• TASKS TO COMPLETE:
1. In the text on the collective unconscious, where did Jung work as a young psychiatrist?
2. Carry on the text about whether the collective unconscious is proven, picking up after its final sentence.

#### TEXT PROVIDED

Is the Collective Unconscious Proven?

It is difficult to prove the existence of the collective unconscious and its archetypes because we cannot measure and weigh it, but one can deduce that the hypothesis is correct. The theory that animals have innate behavior patterns is widely accepted in biology and ethology. The idea that humans also have them is a more controversial issue because culture and consciousness play a greater role, but see for example Donald E. Brown's "List of Human Universals." The more we learn about human nature, the stronger the argument becomes that innate traits such as genes determine our behavior, abilities, choices, and broadly our lives. One could say that archetypes are the psychological side of instincts.

Already when Jung worked as a young psychiatrist at the Burghölzli mental hospital, he observed that people had dreams, visions and notions that could not be explained by individual history; instead images and themes constantly emerged from the unconscious as something entirely foreign to the individual's consciousness and personal unconsciousness. This content, he noted, formed typical, universally human themes and patterns recognized from myths and other more or less religious notions from around the world.

########
#### RECORDS

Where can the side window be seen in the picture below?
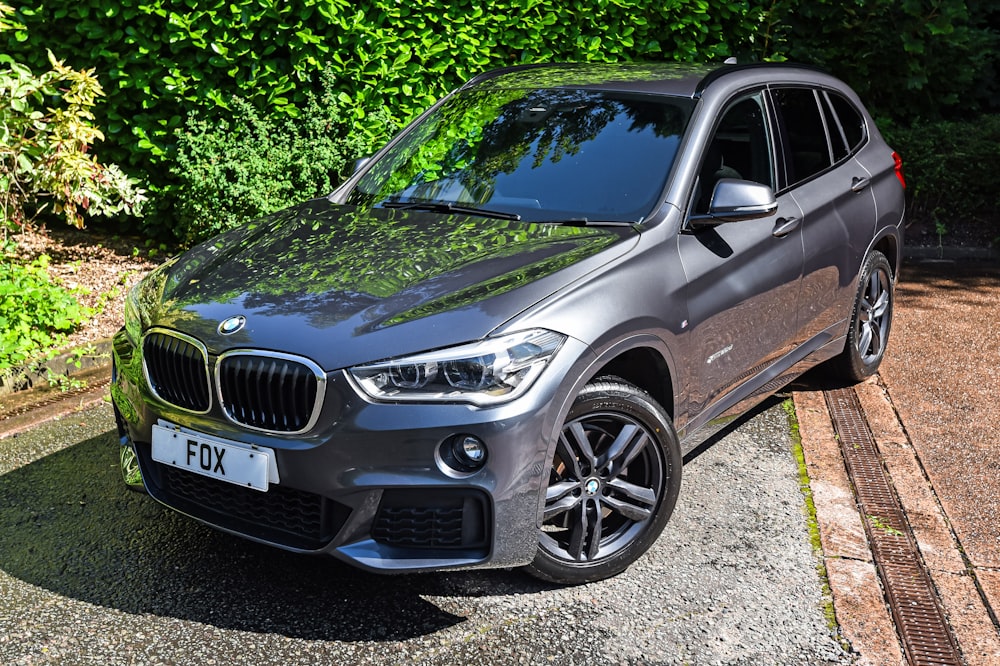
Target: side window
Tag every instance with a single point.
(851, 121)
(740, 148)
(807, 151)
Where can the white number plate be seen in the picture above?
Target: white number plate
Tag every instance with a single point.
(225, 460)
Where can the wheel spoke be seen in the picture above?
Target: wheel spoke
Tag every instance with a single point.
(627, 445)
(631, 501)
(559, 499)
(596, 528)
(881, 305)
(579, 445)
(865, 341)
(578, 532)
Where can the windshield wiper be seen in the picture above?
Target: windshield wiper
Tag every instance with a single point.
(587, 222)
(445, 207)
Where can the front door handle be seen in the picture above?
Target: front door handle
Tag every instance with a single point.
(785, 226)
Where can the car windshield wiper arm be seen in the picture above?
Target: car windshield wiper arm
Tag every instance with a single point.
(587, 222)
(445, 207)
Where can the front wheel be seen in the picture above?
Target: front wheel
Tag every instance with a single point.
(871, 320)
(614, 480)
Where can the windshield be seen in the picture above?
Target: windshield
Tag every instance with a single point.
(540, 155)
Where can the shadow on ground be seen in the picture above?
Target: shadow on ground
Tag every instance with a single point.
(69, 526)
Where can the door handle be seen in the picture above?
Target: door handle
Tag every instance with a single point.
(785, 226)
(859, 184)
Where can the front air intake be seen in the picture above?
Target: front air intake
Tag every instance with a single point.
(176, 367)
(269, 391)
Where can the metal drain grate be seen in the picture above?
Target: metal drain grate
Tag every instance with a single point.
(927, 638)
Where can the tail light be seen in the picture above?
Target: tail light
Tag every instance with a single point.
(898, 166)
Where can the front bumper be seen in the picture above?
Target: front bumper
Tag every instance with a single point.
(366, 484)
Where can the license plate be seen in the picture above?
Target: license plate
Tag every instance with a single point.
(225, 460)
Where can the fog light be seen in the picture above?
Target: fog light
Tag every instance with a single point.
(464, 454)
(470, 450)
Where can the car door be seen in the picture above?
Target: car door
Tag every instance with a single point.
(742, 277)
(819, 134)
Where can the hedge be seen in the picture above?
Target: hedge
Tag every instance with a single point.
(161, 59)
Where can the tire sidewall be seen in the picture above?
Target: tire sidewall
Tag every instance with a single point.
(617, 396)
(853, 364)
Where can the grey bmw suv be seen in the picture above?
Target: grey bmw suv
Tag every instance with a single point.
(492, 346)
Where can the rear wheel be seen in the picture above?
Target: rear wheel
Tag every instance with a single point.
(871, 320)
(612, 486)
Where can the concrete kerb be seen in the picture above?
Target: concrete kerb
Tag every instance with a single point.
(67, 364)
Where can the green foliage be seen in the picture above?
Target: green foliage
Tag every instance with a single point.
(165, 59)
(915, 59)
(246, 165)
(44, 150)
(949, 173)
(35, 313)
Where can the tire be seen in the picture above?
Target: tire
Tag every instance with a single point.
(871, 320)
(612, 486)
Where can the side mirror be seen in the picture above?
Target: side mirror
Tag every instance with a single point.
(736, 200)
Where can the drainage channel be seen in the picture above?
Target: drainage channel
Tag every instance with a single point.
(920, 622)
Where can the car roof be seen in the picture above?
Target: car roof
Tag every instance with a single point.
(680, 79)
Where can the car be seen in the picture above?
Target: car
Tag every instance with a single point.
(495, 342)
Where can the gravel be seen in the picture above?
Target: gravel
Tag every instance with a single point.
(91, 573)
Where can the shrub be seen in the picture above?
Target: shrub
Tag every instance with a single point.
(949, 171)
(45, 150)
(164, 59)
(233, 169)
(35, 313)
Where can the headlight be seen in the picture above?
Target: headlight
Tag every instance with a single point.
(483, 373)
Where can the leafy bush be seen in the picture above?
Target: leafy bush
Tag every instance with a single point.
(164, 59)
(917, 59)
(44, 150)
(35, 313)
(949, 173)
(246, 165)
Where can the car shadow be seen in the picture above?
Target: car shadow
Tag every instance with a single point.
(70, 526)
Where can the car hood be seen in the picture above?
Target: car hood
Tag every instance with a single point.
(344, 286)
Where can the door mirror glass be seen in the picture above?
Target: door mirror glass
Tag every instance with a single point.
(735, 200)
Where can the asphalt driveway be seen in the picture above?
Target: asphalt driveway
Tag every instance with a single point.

########
#### RECORDS

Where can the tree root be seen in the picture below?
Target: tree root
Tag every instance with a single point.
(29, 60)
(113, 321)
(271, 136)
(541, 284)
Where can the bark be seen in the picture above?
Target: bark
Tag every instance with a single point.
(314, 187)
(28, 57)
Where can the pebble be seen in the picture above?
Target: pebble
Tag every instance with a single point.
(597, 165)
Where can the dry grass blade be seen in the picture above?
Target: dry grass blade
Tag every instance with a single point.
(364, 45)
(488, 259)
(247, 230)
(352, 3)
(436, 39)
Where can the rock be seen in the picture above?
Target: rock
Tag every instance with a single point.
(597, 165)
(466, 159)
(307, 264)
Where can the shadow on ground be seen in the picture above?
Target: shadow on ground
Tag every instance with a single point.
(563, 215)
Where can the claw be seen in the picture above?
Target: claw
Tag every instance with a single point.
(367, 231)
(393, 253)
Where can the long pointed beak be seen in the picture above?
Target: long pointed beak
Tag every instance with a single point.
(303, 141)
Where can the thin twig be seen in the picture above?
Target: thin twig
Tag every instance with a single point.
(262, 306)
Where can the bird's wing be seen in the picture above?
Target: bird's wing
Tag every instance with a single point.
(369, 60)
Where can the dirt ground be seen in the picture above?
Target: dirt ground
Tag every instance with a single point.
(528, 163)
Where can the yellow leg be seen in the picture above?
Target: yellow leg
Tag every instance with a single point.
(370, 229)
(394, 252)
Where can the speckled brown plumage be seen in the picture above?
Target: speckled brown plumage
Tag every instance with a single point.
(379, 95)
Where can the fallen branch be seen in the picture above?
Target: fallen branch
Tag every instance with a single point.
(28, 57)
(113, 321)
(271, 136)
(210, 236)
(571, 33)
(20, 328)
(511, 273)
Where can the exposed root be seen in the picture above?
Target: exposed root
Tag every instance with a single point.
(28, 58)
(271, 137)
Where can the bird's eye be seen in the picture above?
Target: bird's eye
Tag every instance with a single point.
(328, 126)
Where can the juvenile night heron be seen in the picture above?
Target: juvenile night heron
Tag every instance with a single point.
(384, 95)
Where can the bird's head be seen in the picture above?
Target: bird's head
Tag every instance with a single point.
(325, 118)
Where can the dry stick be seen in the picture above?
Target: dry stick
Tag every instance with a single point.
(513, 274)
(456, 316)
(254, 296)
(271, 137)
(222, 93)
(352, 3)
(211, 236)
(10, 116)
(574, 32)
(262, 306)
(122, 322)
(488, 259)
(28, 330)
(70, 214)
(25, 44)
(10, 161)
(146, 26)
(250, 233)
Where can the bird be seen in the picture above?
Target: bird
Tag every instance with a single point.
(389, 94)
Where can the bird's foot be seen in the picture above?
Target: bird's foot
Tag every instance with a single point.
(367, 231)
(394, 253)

########
#### RECORDS

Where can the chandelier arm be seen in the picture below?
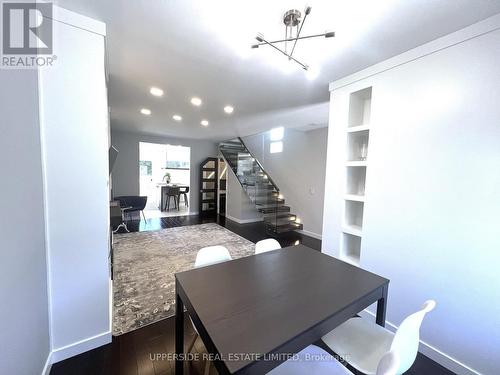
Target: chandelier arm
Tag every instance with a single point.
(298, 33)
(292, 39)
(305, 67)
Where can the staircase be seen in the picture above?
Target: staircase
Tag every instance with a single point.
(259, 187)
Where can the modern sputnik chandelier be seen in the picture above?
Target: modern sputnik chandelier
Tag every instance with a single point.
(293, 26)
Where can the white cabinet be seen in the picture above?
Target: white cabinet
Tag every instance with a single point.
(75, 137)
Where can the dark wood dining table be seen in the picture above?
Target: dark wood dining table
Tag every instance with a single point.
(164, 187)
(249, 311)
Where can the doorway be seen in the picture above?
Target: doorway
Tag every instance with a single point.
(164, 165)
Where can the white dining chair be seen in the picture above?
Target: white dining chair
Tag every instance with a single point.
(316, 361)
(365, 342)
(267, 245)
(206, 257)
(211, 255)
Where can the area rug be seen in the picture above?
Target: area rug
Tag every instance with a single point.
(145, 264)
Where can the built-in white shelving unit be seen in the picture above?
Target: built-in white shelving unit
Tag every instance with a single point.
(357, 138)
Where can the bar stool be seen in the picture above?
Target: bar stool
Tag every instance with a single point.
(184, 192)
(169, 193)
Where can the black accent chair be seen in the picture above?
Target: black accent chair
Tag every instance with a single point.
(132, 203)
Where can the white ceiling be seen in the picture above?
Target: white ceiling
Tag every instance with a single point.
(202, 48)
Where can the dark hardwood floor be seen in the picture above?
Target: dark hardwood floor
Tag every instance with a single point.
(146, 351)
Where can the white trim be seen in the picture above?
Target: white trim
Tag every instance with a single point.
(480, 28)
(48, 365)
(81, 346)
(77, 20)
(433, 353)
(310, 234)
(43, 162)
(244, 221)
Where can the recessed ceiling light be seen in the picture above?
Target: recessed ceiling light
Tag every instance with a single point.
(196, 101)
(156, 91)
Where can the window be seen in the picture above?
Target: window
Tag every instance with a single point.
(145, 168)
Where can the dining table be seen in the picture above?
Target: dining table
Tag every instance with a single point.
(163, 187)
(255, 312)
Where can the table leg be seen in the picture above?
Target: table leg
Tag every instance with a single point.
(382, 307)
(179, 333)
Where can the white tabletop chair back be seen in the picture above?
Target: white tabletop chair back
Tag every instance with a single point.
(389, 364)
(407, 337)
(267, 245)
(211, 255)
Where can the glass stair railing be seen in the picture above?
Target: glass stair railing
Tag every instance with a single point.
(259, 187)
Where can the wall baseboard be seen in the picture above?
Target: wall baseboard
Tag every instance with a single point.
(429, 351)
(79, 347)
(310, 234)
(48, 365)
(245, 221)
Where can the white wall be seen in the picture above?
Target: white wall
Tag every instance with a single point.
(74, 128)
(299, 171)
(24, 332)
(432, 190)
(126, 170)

########

• RESPONSES PER TASK:
1. At the Burghölzli mental hospital.

2.
Characteristic of the psychology of the collective unconscious are precisely its mythological motifs. Jung argued that one can consequently study the collective unconscious either through its projections (myths, folktales, alchemy, astrology, etc.) or through individual analysis. This is briefly why his books are filled with imagery from obscure sources along with individual experiences.

Since we are talking about the unconscious, the subject becomes more elusive than, for example, innate physical behavior patterns. But just as ethology has shown that animals have innate behavior patterns, and anthropology that humans have universal cultural patterns, analytical psychology has shown that humans have an innate psychological foundational structure. For various reasons, however, the latter has not yet been widely academically accepted.

How can we see that this holds true in modern society? Today we lack a mythology, a connection to the mythological symbols of the collective unconscious. Since we still have this unconscious layer within us, we project it onto other areas than religion. A good example Jung writes about is UFOs – these ”technological angels” who descend from the sky at any moment to save us. One can observe that ufology has a clear, often pronounced spiritual dimension, even though an UFO essentially is "nuts and bolts."

Today we seek, as humans have always done, meaning, a context in something greater than ourselves (as the collective unconscious is) and explanations through stories. But since we no longer have a natural outlet for these symbols, we cling to sects (in the broad sense), occultism, conspiracy theories, ideologies, and so forth, which unfortunately tend not to be productive. Or on the other hand, we may feel emptiness, meaninglessness, and incomprehensible anxiety because we lack contact with our psychological foundation.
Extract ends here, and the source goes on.